[WORK TO BE COMPLETED] Put every line of the listing below into a JSON list of strings, with one string per line and no blank lines.

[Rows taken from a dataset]
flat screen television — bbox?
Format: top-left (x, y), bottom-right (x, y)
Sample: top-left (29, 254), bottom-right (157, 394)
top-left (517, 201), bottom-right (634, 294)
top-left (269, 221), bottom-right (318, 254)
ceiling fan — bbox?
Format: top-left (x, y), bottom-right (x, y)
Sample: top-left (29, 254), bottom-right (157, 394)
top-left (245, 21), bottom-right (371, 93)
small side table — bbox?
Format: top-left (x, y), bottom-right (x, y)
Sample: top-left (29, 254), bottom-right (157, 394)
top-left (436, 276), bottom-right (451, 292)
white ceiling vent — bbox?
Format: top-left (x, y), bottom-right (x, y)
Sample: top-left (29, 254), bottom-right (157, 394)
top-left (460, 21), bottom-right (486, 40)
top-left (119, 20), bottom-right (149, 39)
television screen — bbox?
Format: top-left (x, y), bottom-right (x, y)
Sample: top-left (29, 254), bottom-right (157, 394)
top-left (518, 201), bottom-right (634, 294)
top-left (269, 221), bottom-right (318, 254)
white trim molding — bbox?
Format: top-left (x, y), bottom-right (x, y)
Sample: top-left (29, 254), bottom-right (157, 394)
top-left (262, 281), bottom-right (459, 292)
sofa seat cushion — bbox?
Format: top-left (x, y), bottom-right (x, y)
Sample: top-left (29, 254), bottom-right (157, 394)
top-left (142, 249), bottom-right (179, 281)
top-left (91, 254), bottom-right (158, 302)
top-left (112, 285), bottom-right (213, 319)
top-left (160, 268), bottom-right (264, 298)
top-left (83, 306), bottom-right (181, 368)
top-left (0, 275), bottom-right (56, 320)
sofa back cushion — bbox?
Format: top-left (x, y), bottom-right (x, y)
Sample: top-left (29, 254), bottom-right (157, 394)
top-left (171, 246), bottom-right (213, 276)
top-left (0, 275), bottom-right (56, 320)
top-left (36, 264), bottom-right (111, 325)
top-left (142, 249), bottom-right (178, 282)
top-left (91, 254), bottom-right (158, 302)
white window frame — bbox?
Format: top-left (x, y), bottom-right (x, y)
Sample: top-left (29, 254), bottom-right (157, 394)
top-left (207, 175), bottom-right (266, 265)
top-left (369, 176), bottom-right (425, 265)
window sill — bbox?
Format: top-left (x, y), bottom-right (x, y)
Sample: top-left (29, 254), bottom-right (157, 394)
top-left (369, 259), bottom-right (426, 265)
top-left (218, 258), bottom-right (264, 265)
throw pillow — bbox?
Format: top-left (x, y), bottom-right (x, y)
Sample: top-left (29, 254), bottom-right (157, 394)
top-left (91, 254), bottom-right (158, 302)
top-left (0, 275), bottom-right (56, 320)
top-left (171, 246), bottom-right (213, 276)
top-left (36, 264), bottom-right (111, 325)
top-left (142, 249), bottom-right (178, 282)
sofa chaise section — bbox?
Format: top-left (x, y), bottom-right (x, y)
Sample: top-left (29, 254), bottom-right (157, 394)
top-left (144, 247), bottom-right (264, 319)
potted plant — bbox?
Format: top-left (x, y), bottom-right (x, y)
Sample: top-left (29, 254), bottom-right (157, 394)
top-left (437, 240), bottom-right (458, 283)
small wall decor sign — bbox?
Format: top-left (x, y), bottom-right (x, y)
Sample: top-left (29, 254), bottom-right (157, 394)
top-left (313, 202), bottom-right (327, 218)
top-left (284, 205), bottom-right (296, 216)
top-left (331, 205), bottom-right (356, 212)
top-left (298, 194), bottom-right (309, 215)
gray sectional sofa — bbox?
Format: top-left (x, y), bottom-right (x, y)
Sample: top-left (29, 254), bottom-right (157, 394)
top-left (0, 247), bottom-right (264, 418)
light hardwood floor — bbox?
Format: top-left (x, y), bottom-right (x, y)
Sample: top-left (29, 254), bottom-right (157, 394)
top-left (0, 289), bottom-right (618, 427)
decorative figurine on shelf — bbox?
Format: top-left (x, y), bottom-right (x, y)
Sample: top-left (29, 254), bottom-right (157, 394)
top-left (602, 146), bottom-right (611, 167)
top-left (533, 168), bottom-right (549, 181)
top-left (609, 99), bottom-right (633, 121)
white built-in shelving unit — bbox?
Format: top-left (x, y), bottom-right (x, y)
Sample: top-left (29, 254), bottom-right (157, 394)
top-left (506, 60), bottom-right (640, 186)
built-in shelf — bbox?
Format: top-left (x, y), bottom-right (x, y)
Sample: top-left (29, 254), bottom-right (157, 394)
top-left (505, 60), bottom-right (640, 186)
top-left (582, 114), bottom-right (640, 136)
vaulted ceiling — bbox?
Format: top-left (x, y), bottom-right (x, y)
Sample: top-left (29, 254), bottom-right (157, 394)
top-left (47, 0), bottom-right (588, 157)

[EXERCISE SOLUTION]
[
  "flat screen television — bbox?",
  "Format: top-left (x, y), bottom-right (x, y)",
  "Sample: top-left (29, 254), bottom-right (157, 394)",
  "top-left (517, 201), bottom-right (634, 294)",
  "top-left (269, 221), bottom-right (318, 254)",
  "ceiling fan — bbox?",
  "Format: top-left (x, y), bottom-right (x, y)",
  "Sample: top-left (29, 254), bottom-right (157, 394)",
  "top-left (245, 21), bottom-right (371, 93)",
  "small side table — bbox?",
  "Format: top-left (x, y), bottom-right (x, y)",
  "Sample: top-left (29, 254), bottom-right (157, 394)",
  "top-left (436, 276), bottom-right (451, 292)",
  "white ceiling vent — bbox?",
  "Format: top-left (x, y), bottom-right (x, y)",
  "Sample: top-left (29, 254), bottom-right (157, 394)",
  "top-left (460, 21), bottom-right (486, 40)",
  "top-left (119, 20), bottom-right (149, 39)",
  "television screen — bbox?",
  "Format: top-left (x, y), bottom-right (x, y)",
  "Sample: top-left (29, 254), bottom-right (157, 394)",
  "top-left (518, 201), bottom-right (634, 294)",
  "top-left (269, 221), bottom-right (318, 254)",
  "white trim molding — bbox?",
  "Format: top-left (x, y), bottom-right (x, y)",
  "Sample: top-left (29, 254), bottom-right (157, 394)",
  "top-left (262, 281), bottom-right (459, 292)",
  "sofa seat cushion — bbox?",
  "Format: top-left (x, y), bottom-right (x, y)",
  "Sample: top-left (29, 254), bottom-right (157, 394)",
  "top-left (142, 249), bottom-right (179, 281)",
  "top-left (91, 254), bottom-right (158, 302)",
  "top-left (112, 285), bottom-right (213, 319)",
  "top-left (160, 268), bottom-right (264, 298)",
  "top-left (83, 306), bottom-right (181, 368)",
  "top-left (0, 275), bottom-right (56, 320)",
  "sofa back cushion — bbox?",
  "Format: top-left (x, y), bottom-right (x, y)",
  "Sample: top-left (29, 254), bottom-right (157, 394)",
  "top-left (171, 246), bottom-right (213, 276)",
  "top-left (0, 275), bottom-right (56, 320)",
  "top-left (36, 264), bottom-right (111, 325)",
  "top-left (142, 249), bottom-right (178, 282)",
  "top-left (91, 254), bottom-right (158, 302)",
  "white window frame — bbox?",
  "Format: top-left (x, y), bottom-right (x, y)",
  "Sample: top-left (29, 254), bottom-right (157, 394)",
  "top-left (207, 175), bottom-right (266, 265)",
  "top-left (369, 176), bottom-right (425, 265)",
  "window sill — bbox?",
  "Format: top-left (x, y), bottom-right (x, y)",
  "Sample: top-left (29, 254), bottom-right (157, 394)",
  "top-left (369, 259), bottom-right (426, 265)",
  "top-left (218, 258), bottom-right (264, 265)",
  "throw pillow — bbox?",
  "Format: top-left (x, y), bottom-right (x, y)",
  "Sample: top-left (29, 254), bottom-right (157, 394)",
  "top-left (91, 254), bottom-right (158, 302)",
  "top-left (0, 275), bottom-right (56, 320)",
  "top-left (171, 246), bottom-right (213, 276)",
  "top-left (36, 264), bottom-right (111, 325)",
  "top-left (142, 249), bottom-right (178, 282)",
  "sofa chaise section — bbox?",
  "Format: top-left (x, y), bottom-right (x, y)",
  "Sample: top-left (29, 254), bottom-right (157, 394)",
  "top-left (144, 247), bottom-right (264, 319)",
  "potted plant — bbox?",
  "Format: top-left (x, y), bottom-right (x, y)",
  "Sample: top-left (29, 254), bottom-right (157, 394)",
  "top-left (437, 240), bottom-right (458, 283)",
  "small wall decor sign — bbox?",
  "Format: top-left (x, y), bottom-right (x, y)",
  "Sample: top-left (29, 254), bottom-right (157, 394)",
  "top-left (313, 202), bottom-right (327, 218)",
  "top-left (284, 205), bottom-right (296, 216)",
  "top-left (331, 205), bottom-right (356, 212)",
  "top-left (298, 194), bottom-right (309, 215)",
  "gray sectional sofa — bbox?",
  "Format: top-left (x, y), bottom-right (x, y)",
  "Sample: top-left (29, 254), bottom-right (157, 394)",
  "top-left (0, 247), bottom-right (264, 418)",
  "light hardwood floor — bbox?",
  "Format: top-left (x, y), bottom-right (x, y)",
  "Sample: top-left (29, 254), bottom-right (157, 394)",
  "top-left (0, 289), bottom-right (618, 427)",
  "decorative figurine on shelf — bbox?",
  "Format: top-left (x, y), bottom-right (x, y)",
  "Sample: top-left (29, 254), bottom-right (157, 394)",
  "top-left (602, 146), bottom-right (611, 167)",
  "top-left (533, 168), bottom-right (549, 181)",
  "top-left (609, 99), bottom-right (633, 121)",
  "white built-in shelving unit — bbox?",
  "Format: top-left (x, y), bottom-right (x, y)",
  "Sample: top-left (29, 254), bottom-right (157, 394)",
  "top-left (506, 60), bottom-right (640, 186)",
  "built-in shelf — bbox?",
  "Format: top-left (x, y), bottom-right (x, y)",
  "Sample: top-left (29, 254), bottom-right (157, 394)",
  "top-left (505, 60), bottom-right (640, 186)",
  "top-left (582, 114), bottom-right (640, 136)",
  "vaulted ceiling — bbox?",
  "Format: top-left (x, y), bottom-right (x, y)",
  "Sample: top-left (29, 254), bottom-right (157, 394)",
  "top-left (47, 0), bottom-right (588, 157)"
]